- [Directions] Make an exact copy of all the entries, with the pictures left out.

- [Input for this task]

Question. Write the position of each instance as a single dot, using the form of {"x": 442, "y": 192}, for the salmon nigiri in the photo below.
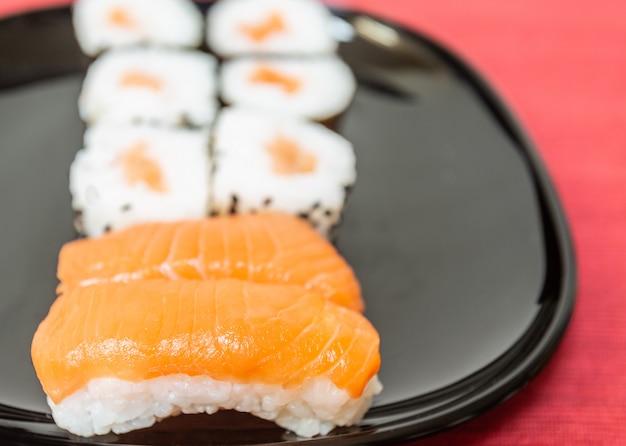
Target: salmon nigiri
{"x": 262, "y": 248}
{"x": 119, "y": 356}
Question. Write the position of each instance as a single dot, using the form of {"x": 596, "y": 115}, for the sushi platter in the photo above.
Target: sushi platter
{"x": 387, "y": 210}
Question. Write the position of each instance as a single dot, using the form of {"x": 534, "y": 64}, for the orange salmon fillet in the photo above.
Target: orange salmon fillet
{"x": 270, "y": 248}
{"x": 227, "y": 329}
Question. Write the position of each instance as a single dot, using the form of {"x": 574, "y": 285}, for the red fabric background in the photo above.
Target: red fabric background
{"x": 561, "y": 65}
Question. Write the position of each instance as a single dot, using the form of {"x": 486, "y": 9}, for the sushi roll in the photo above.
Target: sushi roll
{"x": 281, "y": 163}
{"x": 118, "y": 356}
{"x": 127, "y": 175}
{"x": 284, "y": 27}
{"x": 150, "y": 85}
{"x": 106, "y": 24}
{"x": 316, "y": 88}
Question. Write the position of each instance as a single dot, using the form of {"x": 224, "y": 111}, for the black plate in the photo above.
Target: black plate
{"x": 454, "y": 230}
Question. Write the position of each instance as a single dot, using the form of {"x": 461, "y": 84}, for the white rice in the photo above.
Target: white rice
{"x": 245, "y": 177}
{"x": 323, "y": 87}
{"x": 305, "y": 27}
{"x": 110, "y": 404}
{"x": 151, "y": 85}
{"x": 107, "y": 200}
{"x": 104, "y": 24}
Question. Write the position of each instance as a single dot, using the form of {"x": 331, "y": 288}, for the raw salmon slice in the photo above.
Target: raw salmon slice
{"x": 270, "y": 248}
{"x": 227, "y": 329}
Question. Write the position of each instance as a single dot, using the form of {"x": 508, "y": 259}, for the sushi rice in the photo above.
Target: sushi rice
{"x": 104, "y": 24}
{"x": 131, "y": 174}
{"x": 316, "y": 88}
{"x": 111, "y": 404}
{"x": 281, "y": 163}
{"x": 150, "y": 85}
{"x": 284, "y": 27}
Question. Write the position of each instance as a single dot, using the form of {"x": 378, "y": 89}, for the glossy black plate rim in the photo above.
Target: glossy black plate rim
{"x": 497, "y": 381}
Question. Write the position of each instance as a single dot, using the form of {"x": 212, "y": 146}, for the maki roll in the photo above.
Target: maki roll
{"x": 105, "y": 24}
{"x": 282, "y": 163}
{"x": 286, "y": 27}
{"x": 150, "y": 85}
{"x": 127, "y": 175}
{"x": 316, "y": 88}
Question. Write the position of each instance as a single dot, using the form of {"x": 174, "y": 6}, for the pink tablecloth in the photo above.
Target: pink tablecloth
{"x": 561, "y": 65}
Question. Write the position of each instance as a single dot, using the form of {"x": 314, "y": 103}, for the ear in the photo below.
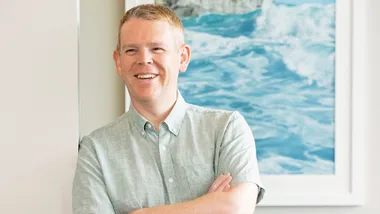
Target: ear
{"x": 116, "y": 58}
{"x": 185, "y": 57}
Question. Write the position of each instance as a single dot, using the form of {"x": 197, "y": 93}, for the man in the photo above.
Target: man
{"x": 164, "y": 155}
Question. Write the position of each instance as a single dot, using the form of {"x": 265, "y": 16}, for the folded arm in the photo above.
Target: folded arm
{"x": 240, "y": 199}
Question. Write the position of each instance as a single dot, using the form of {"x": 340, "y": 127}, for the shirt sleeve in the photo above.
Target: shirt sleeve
{"x": 89, "y": 192}
{"x": 237, "y": 154}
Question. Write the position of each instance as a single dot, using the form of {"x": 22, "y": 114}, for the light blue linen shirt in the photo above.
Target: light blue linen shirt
{"x": 127, "y": 164}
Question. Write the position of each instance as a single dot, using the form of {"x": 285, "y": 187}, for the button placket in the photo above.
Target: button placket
{"x": 167, "y": 164}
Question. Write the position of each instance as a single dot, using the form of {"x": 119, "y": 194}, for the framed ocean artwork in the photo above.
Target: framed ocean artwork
{"x": 296, "y": 70}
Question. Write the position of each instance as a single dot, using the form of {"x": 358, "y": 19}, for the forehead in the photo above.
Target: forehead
{"x": 138, "y": 31}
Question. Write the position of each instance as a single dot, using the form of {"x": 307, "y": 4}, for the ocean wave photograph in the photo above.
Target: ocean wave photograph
{"x": 274, "y": 62}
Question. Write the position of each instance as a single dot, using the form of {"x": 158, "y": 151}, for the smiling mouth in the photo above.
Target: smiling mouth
{"x": 146, "y": 76}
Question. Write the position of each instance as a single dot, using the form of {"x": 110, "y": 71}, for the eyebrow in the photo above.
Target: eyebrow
{"x": 151, "y": 44}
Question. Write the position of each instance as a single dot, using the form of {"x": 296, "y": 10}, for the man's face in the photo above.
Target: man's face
{"x": 150, "y": 59}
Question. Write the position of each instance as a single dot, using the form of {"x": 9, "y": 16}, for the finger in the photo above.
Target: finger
{"x": 217, "y": 182}
{"x": 224, "y": 184}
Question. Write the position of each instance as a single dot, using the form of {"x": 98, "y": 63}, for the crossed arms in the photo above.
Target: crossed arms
{"x": 220, "y": 199}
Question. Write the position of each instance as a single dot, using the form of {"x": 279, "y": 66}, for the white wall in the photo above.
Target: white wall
{"x": 38, "y": 107}
{"x": 101, "y": 90}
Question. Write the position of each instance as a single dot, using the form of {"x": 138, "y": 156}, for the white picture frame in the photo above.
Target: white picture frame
{"x": 347, "y": 186}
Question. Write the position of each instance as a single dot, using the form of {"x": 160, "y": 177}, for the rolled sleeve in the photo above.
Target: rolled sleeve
{"x": 238, "y": 154}
{"x": 89, "y": 192}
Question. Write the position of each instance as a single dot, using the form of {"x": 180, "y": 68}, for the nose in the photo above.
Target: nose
{"x": 144, "y": 57}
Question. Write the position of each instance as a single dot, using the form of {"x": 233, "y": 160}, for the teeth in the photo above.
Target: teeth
{"x": 146, "y": 76}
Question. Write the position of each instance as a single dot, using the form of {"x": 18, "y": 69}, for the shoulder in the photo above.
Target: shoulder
{"x": 107, "y": 131}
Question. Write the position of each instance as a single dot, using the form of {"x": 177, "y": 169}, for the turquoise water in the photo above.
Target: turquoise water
{"x": 275, "y": 66}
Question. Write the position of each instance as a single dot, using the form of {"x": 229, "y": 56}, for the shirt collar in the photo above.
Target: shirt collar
{"x": 173, "y": 120}
{"x": 176, "y": 115}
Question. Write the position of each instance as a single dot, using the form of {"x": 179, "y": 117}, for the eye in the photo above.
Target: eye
{"x": 130, "y": 51}
{"x": 158, "y": 50}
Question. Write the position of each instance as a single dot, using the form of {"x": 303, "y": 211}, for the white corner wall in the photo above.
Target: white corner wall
{"x": 39, "y": 105}
{"x": 39, "y": 101}
{"x": 101, "y": 90}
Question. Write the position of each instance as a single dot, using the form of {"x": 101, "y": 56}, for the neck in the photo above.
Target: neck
{"x": 155, "y": 111}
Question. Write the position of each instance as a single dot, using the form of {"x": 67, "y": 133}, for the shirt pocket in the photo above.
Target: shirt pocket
{"x": 199, "y": 178}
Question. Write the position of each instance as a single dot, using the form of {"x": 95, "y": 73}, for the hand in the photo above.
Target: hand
{"x": 221, "y": 184}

- [Exercise answer]
Question. Write the position of each instance as a single dot, using the form of {"x": 442, "y": 192}, for the salmon nigiri in the photo below.
Target: salmon nigiri
{"x": 262, "y": 248}
{"x": 119, "y": 356}
Question. Write the position of each instance as a single dot, using the form of {"x": 596, "y": 115}, for the sushi platter in the photo above.
Target: sushi platter
{"x": 387, "y": 210}
Question. Write the position of each instance as a single dot, using the form of {"x": 534, "y": 64}, for the orange salmon fillet in the photo above.
Target: orange salmon fillet
{"x": 270, "y": 248}
{"x": 227, "y": 329}
Question. Write the position of each instance as a single dot, using the form of {"x": 574, "y": 285}, for the red fabric background in the photo above.
Target: red fabric background
{"x": 561, "y": 65}
Question. Write the position of each instance as a single dot, using the form of {"x": 486, "y": 9}, for the sushi roll in the photo above.
Target: sushi roll
{"x": 281, "y": 163}
{"x": 118, "y": 356}
{"x": 127, "y": 175}
{"x": 284, "y": 27}
{"x": 150, "y": 85}
{"x": 106, "y": 24}
{"x": 316, "y": 88}
Question. Write the position of each instance as a single dot, using the form of {"x": 224, "y": 111}, for the black plate in the photo above.
Target: black plate
{"x": 454, "y": 230}
Question. Write the position of each instance as a single dot, using the form of {"x": 461, "y": 84}, for the white rice in the photo above.
Target: white rice
{"x": 245, "y": 177}
{"x": 323, "y": 87}
{"x": 305, "y": 27}
{"x": 110, "y": 404}
{"x": 151, "y": 85}
{"x": 107, "y": 200}
{"x": 104, "y": 24}
Question. Write the position of each instance as a single dot, using the form of {"x": 331, "y": 288}, for the raw salmon slice in the photo above.
Target: raw salmon slice
{"x": 270, "y": 248}
{"x": 227, "y": 329}
Question. Write the position of each instance as a single dot, using the form of {"x": 508, "y": 259}, for the sushi rice in the photo above.
Target: sushi rice
{"x": 104, "y": 24}
{"x": 131, "y": 174}
{"x": 316, "y": 88}
{"x": 111, "y": 404}
{"x": 281, "y": 163}
{"x": 150, "y": 85}
{"x": 284, "y": 27}
Question. Write the position of each instance as a single dot, using the form of {"x": 378, "y": 89}, for the glossy black plate rim in the photo above.
Target: glossy black plate rim
{"x": 497, "y": 381}
Question. Write the position of each instance as a single dot, using the form of {"x": 212, "y": 146}, for the maki roll in the photo above.
Target: maki roll
{"x": 105, "y": 24}
{"x": 282, "y": 163}
{"x": 286, "y": 27}
{"x": 150, "y": 85}
{"x": 127, "y": 175}
{"x": 316, "y": 88}
Question. Write the position of each instance as a single dot, using the form of {"x": 174, "y": 6}, for the pink tablecloth in the photo above.
Target: pink tablecloth
{"x": 561, "y": 65}
Question. Write the position of each instance as a single dot, using the form of {"x": 314, "y": 103}, for the ear in the photo below.
Target: ear
{"x": 116, "y": 58}
{"x": 185, "y": 57}
Question. Write the position of each instance as a single dot, using the form of {"x": 197, "y": 93}, for the man in the photo above.
Target: man
{"x": 164, "y": 155}
Question. Write the position of each instance as a single dot, using the form of {"x": 265, "y": 16}, for the folded arm in the photo above.
Target: folded arm
{"x": 240, "y": 199}
Question. Write the position of each instance as a single dot, using the form of {"x": 340, "y": 127}, for the shirt sleeve in the photo above.
Target: shirt sleeve
{"x": 89, "y": 192}
{"x": 237, "y": 154}
Question. Write the position of each instance as a single dot, using the form of {"x": 22, "y": 114}, for the light blue linen shirt in the photo above.
Target: light blue linen shirt
{"x": 127, "y": 164}
Question. Write the position of each instance as a single dot, using the form of {"x": 285, "y": 187}, for the button placket in the photo above.
Target: button placket
{"x": 167, "y": 164}
Question. Write the position of each instance as a single dot, using the form of {"x": 119, "y": 194}, for the framed ocean artwork in the photo above.
Target: framed ocean artwork
{"x": 296, "y": 70}
Question. Write the position of each instance as a single dot, using the form of {"x": 358, "y": 19}, for the forehead in the photo above.
Target: forehead
{"x": 138, "y": 31}
Question. Write the position of each instance as a single dot, using the form of {"x": 307, "y": 4}, for the ocean wave photograph in the photo above.
Target: ocean wave photograph
{"x": 274, "y": 62}
Question. Write the position of each instance as a single dot, using the form of {"x": 158, "y": 151}, for the smiling mouth in the photo above.
Target: smiling mouth
{"x": 146, "y": 76}
Question. Write the position of each instance as a single dot, using the form of {"x": 110, "y": 71}, for the eyebrow in the photo above.
Target: eyebrow
{"x": 151, "y": 44}
Question. Write the position of each instance as a single dot, using the form of {"x": 296, "y": 10}, for the man's face in the photo above.
Target: man's face
{"x": 150, "y": 59}
Question. Write the position of each instance as a single dot, using the form of {"x": 9, "y": 16}, for the finger in the photo above.
Target: finger
{"x": 217, "y": 182}
{"x": 224, "y": 184}
Question. Write the position of each instance as a single dot, using the form of {"x": 98, "y": 63}, for the crossed arms in the photo above.
Target: crossed arms
{"x": 220, "y": 199}
Question. Write the position of each instance as a single dot, using the form of {"x": 279, "y": 66}, for the white wall in the photo above.
Target: white wall
{"x": 38, "y": 107}
{"x": 101, "y": 90}
Question. Write the position of each instance as a single dot, using the form of {"x": 138, "y": 156}, for the white picture frame in the photo above.
Target: white picture frame
{"x": 347, "y": 186}
Question. Write the position of each instance as a single dot, using the form of {"x": 160, "y": 177}, for the rolled sleeve in the photo above.
Target: rolled sleeve
{"x": 238, "y": 154}
{"x": 89, "y": 192}
Question. Write the position of each instance as a single dot, using the form of {"x": 180, "y": 68}, for the nose in the photo above.
Target: nose
{"x": 144, "y": 57}
Question. Write the position of each instance as a single dot, using the form of {"x": 233, "y": 160}, for the teeth in the photo above.
Target: teeth
{"x": 146, "y": 76}
Question. Write the position of each instance as a single dot, using the form of {"x": 18, "y": 69}, for the shoulder in the photo above.
Target: shoulder
{"x": 107, "y": 131}
Question. Write the position of each instance as a single dot, using the form of {"x": 177, "y": 169}, for the turquoise water in the photo above.
Target: turquoise water
{"x": 275, "y": 66}
Question. Write the position of each instance as a single dot, using the form of {"x": 229, "y": 56}, for the shirt collar in the photo above.
Target: shirt collar
{"x": 173, "y": 120}
{"x": 176, "y": 115}
Question. Write the position of each instance as a single dot, using the form of {"x": 179, "y": 117}, for the eye in the photo above.
Target: eye
{"x": 130, "y": 51}
{"x": 158, "y": 50}
Question. Write the position of each instance as a single dot, using the form of {"x": 303, "y": 211}, for the white corner wall in the photo above.
Target: white corner wall
{"x": 39, "y": 105}
{"x": 39, "y": 101}
{"x": 101, "y": 90}
Question. Write the position of each instance as a single dot, using the form of {"x": 101, "y": 56}, for the neck in the photo above.
Target: neck
{"x": 155, "y": 111}
Question. Write the position of each instance as a single dot, using the form of {"x": 67, "y": 133}, for the shirt pocket in the photo above.
Target: shirt pocket
{"x": 199, "y": 178}
Question. Write the position of each instance as a single dot, using the form of {"x": 95, "y": 73}, for the hand in the photo above.
Target: hand
{"x": 221, "y": 184}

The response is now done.